▶ _Given records_
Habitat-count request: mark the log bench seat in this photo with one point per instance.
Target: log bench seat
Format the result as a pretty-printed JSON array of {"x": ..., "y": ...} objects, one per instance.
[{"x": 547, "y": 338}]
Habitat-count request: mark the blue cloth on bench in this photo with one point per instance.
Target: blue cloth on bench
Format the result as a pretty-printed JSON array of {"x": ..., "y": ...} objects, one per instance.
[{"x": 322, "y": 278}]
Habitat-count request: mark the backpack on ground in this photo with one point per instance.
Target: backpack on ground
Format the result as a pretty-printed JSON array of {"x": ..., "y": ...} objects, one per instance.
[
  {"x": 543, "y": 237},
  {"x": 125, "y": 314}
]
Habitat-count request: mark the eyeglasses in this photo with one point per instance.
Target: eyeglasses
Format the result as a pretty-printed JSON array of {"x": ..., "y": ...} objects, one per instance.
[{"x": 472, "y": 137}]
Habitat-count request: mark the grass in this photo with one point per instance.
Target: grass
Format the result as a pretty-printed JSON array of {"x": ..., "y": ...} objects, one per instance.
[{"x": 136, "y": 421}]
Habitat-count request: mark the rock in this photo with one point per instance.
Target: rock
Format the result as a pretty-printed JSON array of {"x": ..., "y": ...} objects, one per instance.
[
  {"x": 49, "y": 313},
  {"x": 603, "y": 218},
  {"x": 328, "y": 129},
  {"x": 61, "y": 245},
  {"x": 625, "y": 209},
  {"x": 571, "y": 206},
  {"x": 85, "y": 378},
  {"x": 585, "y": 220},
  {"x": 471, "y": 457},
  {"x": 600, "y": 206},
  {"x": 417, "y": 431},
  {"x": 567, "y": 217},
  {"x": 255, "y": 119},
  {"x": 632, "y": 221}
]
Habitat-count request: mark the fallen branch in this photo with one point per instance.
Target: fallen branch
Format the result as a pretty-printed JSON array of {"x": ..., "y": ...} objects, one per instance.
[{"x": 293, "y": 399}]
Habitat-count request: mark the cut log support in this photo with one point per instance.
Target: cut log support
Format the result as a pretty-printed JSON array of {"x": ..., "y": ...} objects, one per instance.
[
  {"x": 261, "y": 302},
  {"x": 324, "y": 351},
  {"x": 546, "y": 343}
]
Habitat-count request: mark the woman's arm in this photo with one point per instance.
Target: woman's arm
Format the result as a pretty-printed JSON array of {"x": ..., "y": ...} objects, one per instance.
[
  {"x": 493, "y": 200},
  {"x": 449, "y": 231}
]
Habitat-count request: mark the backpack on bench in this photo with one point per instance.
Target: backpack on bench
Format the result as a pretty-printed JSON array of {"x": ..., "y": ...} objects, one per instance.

▶ _About this exercise_
Word for word, set down all of the material.

▶ _Response to the task_
Habitat-count request: mark the log bench seat in this photo with one point per instance.
Target: log bench seat
Format the result as a pretty-printed JSON array of {"x": ..., "y": ...} objects, one per instance.
[{"x": 547, "y": 338}]
Habitat-count request: mark the blue cloth on bench in this photo with one point per instance.
Target: blue cloth on bench
Format the result as a pretty-printed JSON array of {"x": ..., "y": ...} objects, one per instance.
[{"x": 322, "y": 278}]
Habitat-count request: mark the backpack on ground in this photo with one point per instance.
Target: backpack on ground
Format the result as a pretty-printed JSON array of {"x": ..., "y": ...} objects, one per instance.
[
  {"x": 543, "y": 237},
  {"x": 125, "y": 314}
]
Habitat-count request: mark the eyeglasses in this photo with one point per instance.
Target: eyeglasses
Format the result as a pretty-printed JSON array of {"x": ..., "y": ...} objects, one per instance.
[{"x": 472, "y": 137}]
Habitat-count request: mark the grass in this photo with one point per instance.
Target: grass
Format the result as a pretty-printed JSON array of {"x": ..., "y": ...} objects, one per instance.
[{"x": 136, "y": 421}]
Habitat-count request: mark the rock in this photo with one point per instance.
Target: rock
Format the result as a pretty-printed JSON array of {"x": ..., "y": ...} objects, one per instance.
[
  {"x": 49, "y": 313},
  {"x": 603, "y": 218},
  {"x": 328, "y": 129},
  {"x": 61, "y": 245},
  {"x": 625, "y": 209},
  {"x": 571, "y": 206},
  {"x": 85, "y": 378},
  {"x": 585, "y": 220},
  {"x": 471, "y": 457},
  {"x": 600, "y": 206},
  {"x": 417, "y": 431},
  {"x": 567, "y": 217},
  {"x": 255, "y": 119},
  {"x": 632, "y": 221}
]
Habitat-count request: mark the fallen branch in this photo with one point per instance.
Target: fallen branch
Format the result as a pretty-printed JSON array of {"x": ..., "y": ...} objects, one per instance.
[{"x": 293, "y": 399}]
Habitat-count request: mark the cut log support in this photo with one point per instance.
Target: cut log support
Format the result as a pretty-printed JSON array of {"x": ..., "y": ...} objects, one per instance.
[
  {"x": 261, "y": 302},
  {"x": 324, "y": 351},
  {"x": 546, "y": 343}
]
Habitat-count request: mark the woman's arm in this photo with one point per instance.
Target: woman's arm
Format the result as a pretty-printed JSON array of {"x": ..., "y": ...} objects, one per instance.
[
  {"x": 493, "y": 200},
  {"x": 449, "y": 231}
]
Habitat-count request: mark the backpack on bench in this photo with one point per instance.
Target: backpack on bench
Format the result as a pretty-printed JSON array of {"x": ..., "y": ...} objects, one per instance.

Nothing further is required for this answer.